■ Exercise brief ■
Rewrite every entry below, swapping "limestone masonry" for "brick wall" and changing nothing else. Leave the pictures out of your answer.

--- Start Supplied data ---

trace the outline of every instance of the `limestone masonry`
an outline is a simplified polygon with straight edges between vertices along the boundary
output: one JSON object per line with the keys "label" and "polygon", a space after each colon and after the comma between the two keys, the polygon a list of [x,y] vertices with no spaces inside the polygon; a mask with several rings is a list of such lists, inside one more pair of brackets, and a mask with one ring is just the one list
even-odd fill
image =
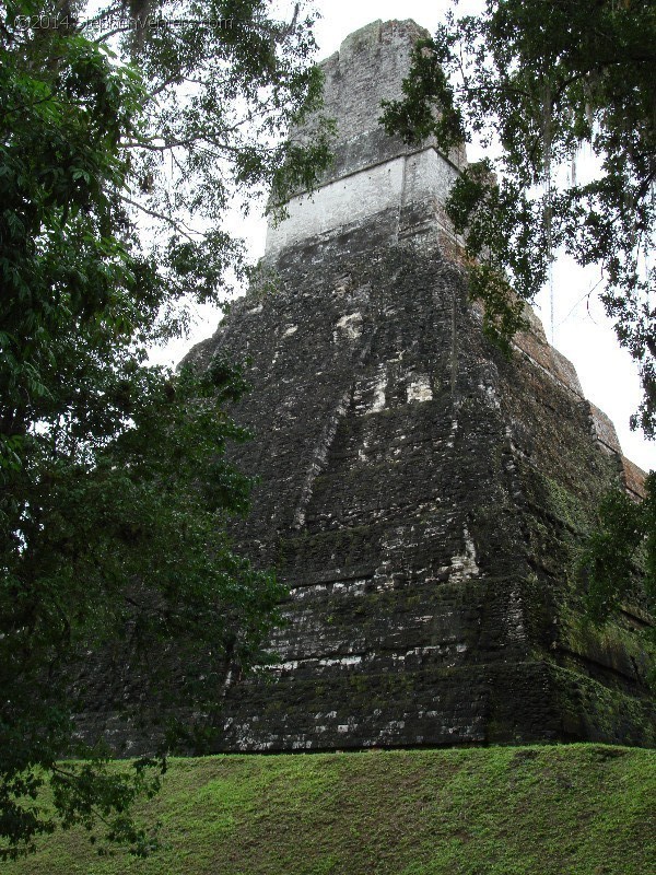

--- End Supplied data ---

■ Written answer ■
trace the outline of every instance of the `brick wall`
an outline is a simplified polygon with straight edges between vertices along the boundary
output: one JSON object per line with the keys "label" and "polygon", a space after each colon and after the comma between the two keys, the polygon a list of [x,y] vertices with no spaces inside the polygon; a mask with several rings is a list of such lists, inside one more pair of brackets, and a mask with one ring is just the one list
even-odd fill
image =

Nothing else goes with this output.